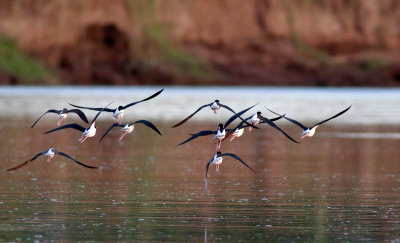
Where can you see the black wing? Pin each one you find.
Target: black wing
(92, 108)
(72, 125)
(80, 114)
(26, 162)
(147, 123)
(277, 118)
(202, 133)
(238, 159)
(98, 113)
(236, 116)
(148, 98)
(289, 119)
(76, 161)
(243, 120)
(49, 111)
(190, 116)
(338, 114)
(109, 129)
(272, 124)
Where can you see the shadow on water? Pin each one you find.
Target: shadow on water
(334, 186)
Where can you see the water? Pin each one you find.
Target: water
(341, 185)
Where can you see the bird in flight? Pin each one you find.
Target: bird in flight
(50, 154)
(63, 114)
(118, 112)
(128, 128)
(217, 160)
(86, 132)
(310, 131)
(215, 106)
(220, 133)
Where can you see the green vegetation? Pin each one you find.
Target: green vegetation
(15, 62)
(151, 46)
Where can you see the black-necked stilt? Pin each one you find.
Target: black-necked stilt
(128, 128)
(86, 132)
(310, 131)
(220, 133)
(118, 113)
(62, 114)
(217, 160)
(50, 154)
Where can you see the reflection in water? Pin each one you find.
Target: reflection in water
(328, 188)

====================

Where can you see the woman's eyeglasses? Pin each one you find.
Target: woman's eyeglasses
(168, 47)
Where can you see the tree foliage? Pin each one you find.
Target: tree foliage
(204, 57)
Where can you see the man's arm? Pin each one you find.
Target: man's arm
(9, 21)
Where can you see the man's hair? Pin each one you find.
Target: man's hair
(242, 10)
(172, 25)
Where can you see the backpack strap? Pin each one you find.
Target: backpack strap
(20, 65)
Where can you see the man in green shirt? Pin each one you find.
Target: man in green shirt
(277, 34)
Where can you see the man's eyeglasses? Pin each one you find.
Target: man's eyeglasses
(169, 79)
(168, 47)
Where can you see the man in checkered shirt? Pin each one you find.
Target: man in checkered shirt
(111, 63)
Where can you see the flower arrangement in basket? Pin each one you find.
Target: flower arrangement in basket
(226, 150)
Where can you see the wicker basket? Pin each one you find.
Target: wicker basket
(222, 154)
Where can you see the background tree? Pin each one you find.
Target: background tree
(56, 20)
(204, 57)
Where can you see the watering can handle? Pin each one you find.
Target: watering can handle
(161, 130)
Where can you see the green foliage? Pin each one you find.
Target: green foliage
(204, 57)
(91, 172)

====================

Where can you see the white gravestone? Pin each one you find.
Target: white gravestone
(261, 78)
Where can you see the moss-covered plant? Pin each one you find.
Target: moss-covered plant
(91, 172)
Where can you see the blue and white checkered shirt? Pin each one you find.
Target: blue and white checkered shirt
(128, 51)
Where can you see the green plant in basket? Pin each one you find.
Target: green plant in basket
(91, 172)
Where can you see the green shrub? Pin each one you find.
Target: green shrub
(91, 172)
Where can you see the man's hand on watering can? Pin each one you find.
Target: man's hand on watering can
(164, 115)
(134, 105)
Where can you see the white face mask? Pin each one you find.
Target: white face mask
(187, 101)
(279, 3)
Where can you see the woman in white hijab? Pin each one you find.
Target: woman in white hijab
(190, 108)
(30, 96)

====================

> _Assignment_: Out of the data above, give again only the lines starting at the one holding "Where can you see the shadow" and ending at the one holding "Where can you see the bird", unchanged.

> _Answer space_:
Where can you see the shadow on water? Pin each one you find.
Target: shadow on water
(334, 186)
Where can you see the water? Pin each one you find.
Target: water
(341, 185)
Where can you see the bird in flight? Pin each one you find.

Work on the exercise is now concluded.